**EXERCISE AIM:** In the records below, begin at the line that contains "For this evaluation, spot every instance of the hangar" and continue through the last line of the records. Recast those lines as a Markdown table with the columns Row and Line, leaving out any blank lines.

[Records from a point labeling set]

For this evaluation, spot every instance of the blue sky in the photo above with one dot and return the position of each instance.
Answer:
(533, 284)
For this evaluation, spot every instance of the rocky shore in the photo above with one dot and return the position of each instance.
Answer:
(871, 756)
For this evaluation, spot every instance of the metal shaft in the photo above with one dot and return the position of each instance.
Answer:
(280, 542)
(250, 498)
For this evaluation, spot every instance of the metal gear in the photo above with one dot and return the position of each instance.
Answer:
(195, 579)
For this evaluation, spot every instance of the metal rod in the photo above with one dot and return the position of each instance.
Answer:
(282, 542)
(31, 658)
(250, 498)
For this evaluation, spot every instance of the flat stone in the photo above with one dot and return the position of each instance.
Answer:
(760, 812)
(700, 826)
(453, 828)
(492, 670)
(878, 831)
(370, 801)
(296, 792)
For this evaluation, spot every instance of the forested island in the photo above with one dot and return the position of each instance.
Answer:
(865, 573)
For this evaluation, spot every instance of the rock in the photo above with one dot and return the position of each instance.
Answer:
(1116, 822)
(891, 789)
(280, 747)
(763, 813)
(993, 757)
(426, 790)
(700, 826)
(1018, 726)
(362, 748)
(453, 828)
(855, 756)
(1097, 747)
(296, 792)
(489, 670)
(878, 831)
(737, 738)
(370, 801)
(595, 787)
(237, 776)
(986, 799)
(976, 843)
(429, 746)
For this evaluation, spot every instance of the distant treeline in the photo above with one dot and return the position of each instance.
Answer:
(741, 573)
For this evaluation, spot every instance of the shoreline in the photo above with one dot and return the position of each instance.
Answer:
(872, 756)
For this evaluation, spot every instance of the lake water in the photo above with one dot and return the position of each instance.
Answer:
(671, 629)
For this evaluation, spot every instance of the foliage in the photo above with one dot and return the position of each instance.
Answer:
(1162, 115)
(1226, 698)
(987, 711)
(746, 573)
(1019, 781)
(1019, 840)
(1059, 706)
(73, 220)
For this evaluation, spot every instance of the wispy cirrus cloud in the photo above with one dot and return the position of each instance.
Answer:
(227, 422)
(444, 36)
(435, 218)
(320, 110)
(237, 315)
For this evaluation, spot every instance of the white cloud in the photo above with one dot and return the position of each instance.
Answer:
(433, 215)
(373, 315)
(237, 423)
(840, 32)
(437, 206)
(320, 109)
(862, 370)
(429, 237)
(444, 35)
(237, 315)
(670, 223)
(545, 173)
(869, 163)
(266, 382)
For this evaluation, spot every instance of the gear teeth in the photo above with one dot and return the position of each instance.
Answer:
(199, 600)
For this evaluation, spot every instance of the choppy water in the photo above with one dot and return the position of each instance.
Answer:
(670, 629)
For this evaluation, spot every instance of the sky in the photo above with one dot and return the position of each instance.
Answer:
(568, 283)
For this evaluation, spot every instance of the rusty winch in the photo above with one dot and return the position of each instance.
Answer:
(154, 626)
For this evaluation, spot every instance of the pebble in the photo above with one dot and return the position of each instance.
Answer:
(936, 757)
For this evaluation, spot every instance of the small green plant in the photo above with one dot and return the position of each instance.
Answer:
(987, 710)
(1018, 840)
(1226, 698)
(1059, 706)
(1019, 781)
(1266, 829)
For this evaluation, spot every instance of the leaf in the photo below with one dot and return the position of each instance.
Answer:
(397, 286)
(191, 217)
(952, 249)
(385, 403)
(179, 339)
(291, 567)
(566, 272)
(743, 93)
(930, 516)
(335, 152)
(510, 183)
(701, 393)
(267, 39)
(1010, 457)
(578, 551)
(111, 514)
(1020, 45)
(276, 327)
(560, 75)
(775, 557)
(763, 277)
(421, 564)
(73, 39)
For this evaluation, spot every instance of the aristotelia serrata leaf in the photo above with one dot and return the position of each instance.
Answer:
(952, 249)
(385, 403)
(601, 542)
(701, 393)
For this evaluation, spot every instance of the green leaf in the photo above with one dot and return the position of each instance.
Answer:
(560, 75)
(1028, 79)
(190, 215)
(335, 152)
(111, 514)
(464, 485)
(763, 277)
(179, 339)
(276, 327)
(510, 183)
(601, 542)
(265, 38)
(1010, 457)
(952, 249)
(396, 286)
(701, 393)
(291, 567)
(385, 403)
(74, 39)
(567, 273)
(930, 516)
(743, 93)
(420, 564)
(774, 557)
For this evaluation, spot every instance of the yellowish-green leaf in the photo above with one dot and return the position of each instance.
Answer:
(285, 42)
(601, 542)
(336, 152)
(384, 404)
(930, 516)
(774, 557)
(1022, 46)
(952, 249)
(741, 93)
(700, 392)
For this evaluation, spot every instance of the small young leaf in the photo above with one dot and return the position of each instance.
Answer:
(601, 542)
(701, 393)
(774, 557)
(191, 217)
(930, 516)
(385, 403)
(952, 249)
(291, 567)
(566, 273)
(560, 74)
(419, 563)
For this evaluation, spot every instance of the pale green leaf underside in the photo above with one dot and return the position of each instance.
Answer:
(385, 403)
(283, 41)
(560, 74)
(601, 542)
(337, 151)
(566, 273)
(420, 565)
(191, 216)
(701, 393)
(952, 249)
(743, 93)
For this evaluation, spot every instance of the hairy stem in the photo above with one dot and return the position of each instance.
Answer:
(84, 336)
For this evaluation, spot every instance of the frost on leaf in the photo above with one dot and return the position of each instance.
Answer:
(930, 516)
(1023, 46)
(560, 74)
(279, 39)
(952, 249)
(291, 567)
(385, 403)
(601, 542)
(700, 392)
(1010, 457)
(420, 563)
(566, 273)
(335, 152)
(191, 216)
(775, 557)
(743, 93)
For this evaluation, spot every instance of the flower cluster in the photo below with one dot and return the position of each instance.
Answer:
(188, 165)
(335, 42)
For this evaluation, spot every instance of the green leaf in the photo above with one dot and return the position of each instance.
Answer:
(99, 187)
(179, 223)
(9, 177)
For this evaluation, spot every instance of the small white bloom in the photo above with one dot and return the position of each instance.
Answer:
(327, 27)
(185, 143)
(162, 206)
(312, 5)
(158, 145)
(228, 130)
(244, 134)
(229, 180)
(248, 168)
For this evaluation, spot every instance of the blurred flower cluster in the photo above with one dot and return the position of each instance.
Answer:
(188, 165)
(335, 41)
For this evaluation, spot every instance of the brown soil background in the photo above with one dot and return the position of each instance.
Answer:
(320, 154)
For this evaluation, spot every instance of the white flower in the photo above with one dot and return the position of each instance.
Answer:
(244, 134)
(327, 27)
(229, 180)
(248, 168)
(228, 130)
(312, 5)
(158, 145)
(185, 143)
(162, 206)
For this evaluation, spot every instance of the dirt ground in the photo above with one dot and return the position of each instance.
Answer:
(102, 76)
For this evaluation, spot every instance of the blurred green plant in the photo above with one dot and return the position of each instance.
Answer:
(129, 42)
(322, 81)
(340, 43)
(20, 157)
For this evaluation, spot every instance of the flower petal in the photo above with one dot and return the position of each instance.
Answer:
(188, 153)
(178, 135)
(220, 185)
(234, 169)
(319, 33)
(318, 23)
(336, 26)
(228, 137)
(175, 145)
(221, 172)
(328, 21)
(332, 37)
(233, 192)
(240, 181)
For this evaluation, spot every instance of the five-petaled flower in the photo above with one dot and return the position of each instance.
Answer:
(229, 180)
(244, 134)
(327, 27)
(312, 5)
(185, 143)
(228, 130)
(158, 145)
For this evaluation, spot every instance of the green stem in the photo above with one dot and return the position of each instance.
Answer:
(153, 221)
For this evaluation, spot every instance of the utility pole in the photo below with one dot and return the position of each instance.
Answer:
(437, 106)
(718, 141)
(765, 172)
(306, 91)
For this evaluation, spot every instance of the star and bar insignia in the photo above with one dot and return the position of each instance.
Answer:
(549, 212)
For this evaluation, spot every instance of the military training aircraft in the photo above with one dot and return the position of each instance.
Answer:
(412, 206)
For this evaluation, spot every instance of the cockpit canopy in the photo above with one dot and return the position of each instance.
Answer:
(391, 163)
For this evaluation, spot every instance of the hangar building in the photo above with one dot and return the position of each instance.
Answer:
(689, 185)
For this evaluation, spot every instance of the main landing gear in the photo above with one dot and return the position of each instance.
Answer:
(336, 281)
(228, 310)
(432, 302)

**SOLUTION:**
| Row | Line |
|---|---|
| 1 | For this evaluation, spot every instance of the hangar building in the photo above with one dot and return the position of each instance. |
| 2 | Answer: |
| 3 | (689, 185) |
| 4 | For this evaluation, spot every instance of the main landing gear in the photo above with one dot and return the position of each instance. |
| 5 | Answer: |
| 6 | (336, 281) |
| 7 | (228, 310) |
| 8 | (432, 302) |